[Problem to work on]:
The lines to reproduce from the material below are those from the one containing "of the tobacco" through the one containing "Where can the mottled", both included; write them out exactly and add nothing.
::::::
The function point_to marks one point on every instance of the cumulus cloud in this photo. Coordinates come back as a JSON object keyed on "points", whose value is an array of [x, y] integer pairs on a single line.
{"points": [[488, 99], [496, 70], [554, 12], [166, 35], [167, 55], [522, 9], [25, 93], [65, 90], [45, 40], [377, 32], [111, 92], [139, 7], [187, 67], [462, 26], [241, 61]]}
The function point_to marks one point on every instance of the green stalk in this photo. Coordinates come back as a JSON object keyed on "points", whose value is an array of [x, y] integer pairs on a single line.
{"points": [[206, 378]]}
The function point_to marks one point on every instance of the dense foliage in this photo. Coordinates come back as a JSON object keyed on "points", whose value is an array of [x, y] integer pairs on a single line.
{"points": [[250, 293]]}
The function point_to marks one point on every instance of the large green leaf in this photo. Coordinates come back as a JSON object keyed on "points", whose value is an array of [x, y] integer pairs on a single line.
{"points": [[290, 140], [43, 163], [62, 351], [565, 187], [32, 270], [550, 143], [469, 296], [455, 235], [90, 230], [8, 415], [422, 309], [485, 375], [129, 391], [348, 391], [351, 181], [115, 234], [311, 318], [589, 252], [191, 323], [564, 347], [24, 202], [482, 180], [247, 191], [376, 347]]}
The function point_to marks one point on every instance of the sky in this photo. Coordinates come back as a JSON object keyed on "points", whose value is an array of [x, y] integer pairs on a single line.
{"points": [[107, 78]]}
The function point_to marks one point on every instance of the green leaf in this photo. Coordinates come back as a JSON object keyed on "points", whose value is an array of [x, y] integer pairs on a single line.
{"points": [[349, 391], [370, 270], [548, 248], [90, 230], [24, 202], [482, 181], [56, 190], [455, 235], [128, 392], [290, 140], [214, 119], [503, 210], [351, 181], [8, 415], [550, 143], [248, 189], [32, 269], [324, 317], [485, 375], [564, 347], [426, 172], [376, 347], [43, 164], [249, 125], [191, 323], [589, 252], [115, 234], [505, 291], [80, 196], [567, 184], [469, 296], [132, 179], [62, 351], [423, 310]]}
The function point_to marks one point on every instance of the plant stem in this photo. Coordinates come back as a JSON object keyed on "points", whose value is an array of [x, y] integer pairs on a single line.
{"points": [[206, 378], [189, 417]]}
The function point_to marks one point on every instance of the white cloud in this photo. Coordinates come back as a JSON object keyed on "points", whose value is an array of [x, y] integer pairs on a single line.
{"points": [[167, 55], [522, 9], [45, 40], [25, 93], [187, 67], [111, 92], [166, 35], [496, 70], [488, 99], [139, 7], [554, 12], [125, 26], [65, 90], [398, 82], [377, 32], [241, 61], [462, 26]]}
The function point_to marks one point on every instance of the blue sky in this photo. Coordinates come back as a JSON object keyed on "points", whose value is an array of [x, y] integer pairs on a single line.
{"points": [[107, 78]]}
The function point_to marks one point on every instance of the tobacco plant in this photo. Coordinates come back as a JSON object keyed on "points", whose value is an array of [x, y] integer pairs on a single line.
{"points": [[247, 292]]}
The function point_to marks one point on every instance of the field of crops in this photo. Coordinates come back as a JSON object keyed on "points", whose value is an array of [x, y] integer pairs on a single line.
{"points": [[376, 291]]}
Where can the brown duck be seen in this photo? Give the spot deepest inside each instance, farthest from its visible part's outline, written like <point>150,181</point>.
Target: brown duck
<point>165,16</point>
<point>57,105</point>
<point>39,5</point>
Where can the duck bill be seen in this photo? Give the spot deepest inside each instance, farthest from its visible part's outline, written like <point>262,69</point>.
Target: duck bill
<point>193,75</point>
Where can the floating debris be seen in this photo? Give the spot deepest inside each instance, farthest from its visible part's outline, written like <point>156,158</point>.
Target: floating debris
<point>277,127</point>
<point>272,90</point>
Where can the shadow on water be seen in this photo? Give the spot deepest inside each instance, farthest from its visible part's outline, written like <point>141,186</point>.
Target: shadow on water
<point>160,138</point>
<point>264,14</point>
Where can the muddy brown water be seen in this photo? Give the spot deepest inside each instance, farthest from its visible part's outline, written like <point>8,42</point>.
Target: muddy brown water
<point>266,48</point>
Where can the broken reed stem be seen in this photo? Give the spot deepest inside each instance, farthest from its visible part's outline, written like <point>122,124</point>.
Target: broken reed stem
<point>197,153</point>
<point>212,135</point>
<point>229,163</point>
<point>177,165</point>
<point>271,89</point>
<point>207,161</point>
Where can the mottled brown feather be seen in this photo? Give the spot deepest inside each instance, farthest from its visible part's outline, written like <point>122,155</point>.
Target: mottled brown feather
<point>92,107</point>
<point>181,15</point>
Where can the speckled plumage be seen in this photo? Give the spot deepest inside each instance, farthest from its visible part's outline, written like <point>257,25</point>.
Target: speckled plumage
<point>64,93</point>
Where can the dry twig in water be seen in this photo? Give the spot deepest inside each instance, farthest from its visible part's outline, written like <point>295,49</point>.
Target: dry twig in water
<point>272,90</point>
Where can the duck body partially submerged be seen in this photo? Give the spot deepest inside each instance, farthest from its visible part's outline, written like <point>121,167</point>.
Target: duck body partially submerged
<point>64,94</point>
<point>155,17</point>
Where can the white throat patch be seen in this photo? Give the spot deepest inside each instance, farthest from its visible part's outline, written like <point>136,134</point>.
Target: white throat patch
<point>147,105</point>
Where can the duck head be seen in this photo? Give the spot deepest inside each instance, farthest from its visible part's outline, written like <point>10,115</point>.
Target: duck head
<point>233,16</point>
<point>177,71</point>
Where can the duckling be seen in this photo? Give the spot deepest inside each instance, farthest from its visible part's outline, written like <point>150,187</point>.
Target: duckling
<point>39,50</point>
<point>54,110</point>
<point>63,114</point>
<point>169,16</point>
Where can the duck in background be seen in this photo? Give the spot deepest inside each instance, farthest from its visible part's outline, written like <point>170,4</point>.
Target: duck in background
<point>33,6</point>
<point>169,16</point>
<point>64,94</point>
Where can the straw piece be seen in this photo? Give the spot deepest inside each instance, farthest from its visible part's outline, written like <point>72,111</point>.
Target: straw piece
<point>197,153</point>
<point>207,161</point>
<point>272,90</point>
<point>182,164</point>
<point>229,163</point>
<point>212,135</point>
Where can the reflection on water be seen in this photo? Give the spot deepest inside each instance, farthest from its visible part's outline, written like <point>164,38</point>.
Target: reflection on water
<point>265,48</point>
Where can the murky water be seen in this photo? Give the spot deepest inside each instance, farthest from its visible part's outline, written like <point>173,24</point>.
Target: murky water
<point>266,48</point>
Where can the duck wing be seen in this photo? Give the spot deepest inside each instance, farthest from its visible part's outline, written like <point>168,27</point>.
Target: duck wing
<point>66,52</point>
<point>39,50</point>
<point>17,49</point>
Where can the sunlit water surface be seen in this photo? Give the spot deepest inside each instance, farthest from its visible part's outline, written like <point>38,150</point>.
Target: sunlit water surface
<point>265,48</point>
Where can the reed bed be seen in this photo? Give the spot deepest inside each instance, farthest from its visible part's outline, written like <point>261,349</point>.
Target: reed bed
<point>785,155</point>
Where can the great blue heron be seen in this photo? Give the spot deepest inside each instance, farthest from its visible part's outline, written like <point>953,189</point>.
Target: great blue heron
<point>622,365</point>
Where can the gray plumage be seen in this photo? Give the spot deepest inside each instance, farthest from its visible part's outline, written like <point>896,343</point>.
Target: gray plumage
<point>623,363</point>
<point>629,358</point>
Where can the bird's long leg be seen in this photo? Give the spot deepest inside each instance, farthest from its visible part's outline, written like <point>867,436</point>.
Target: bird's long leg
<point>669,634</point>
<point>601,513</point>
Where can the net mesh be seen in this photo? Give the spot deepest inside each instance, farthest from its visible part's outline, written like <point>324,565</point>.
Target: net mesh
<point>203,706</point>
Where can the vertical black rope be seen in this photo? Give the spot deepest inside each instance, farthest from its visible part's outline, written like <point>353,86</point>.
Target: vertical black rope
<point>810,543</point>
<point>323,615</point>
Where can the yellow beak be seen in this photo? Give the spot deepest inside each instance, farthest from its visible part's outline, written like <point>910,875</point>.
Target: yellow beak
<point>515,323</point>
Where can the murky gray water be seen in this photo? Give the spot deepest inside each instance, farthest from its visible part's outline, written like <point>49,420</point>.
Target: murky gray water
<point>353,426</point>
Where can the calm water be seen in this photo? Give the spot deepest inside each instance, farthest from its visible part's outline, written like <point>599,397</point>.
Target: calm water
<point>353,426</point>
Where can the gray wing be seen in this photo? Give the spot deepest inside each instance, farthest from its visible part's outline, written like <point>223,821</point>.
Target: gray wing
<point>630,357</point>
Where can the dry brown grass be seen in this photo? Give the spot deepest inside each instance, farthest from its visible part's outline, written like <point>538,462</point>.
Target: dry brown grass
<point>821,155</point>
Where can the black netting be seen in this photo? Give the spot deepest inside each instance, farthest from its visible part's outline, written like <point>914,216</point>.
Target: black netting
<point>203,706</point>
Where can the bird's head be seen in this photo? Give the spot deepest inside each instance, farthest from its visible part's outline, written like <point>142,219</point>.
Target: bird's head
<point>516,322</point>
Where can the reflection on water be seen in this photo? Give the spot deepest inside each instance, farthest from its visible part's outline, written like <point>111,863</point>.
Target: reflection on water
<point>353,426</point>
::::::
[The completed task]:
The function point_to marks one point on every instance of the tobacco plant in this photo. Coordinates come back as a JSON object keyed on "points", whose value is an array of [x, y] integer pairs on a single line.
{"points": [[247, 292]]}
The function point_to marks one point on every instance of the field of crops in this photo. Coordinates come back as a JSON object keyed on "points", whose value is an array of [x, y] integer pairs on a single line.
{"points": [[376, 291]]}
Where can the brown duck be seen in this photo? Give the spot deepest inside each instance, farthest from its visible part's outline, written like <point>150,181</point>.
Target: brown duck
<point>165,16</point>
<point>57,105</point>
<point>39,5</point>
Where can the duck bill be seen in this photo? Give the spot deepest inside each instance, farthest from its visible part's outline, written like <point>262,69</point>.
Target: duck bill
<point>193,75</point>
Where can the floating debris be seen in this photo? Give the spot deepest inside each instance, farthest from its visible part's outline, written like <point>156,158</point>.
Target: floating debris
<point>277,127</point>
<point>272,90</point>
Where can the shadow on water be seen in this photo? Give the spot deepest inside each instance, farthest from its visible part's outline, written like <point>141,186</point>.
Target: shadow on water
<point>160,138</point>
<point>264,14</point>
Where can the muddy brown water be seen in this photo? Give the spot deepest inside each instance, farthest from its visible part's outline, written like <point>8,42</point>.
Target: muddy brown water
<point>266,48</point>
Where can the broken reed stem be seen in this photo? Give the spot deepest inside each instance, farthest from its visible part's outline, written like <point>122,124</point>.
Target: broken reed stem
<point>197,153</point>
<point>212,135</point>
<point>229,163</point>
<point>177,165</point>
<point>271,89</point>
<point>207,161</point>
Where can the mottled brown feather be seen in this photo? Give the spot deepest inside each instance, farthest from its visible part's outline, written like <point>122,155</point>.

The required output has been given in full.